• **The request**
Locate every line in the material below that contains the string "lamp" and copy each one out in full. Case counts, so match only that exact capitalization.

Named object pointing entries

━━━━━━━━━━━━━━━━━━━━

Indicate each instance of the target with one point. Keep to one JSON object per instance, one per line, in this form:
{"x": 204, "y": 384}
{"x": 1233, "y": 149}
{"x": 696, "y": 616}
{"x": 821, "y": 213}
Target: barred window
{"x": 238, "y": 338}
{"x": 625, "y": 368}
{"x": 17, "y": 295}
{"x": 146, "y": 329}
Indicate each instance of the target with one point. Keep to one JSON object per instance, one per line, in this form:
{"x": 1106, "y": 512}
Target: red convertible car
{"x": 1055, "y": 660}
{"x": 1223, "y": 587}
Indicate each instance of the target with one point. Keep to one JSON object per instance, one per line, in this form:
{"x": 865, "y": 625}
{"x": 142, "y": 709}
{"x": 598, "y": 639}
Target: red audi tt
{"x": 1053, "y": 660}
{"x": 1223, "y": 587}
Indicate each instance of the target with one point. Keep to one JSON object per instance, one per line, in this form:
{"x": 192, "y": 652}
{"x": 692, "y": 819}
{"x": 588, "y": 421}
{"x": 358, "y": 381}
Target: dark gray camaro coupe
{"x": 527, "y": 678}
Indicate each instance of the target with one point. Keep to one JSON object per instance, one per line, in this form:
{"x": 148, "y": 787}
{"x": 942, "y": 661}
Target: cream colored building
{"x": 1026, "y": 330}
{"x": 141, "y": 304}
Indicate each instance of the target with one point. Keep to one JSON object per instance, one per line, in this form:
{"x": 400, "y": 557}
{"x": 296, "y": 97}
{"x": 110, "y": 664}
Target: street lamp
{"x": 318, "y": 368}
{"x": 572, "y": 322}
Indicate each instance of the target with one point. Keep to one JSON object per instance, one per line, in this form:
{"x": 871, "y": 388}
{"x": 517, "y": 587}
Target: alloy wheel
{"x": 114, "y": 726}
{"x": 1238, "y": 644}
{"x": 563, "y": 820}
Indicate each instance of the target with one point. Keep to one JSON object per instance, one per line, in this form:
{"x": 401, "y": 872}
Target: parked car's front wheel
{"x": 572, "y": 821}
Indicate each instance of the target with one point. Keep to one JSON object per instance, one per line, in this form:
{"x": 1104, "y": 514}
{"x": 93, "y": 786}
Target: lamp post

━━━━━━━━━━━━━━━━━━━━

• **Final result**
Target: street lamp
Target: lamp post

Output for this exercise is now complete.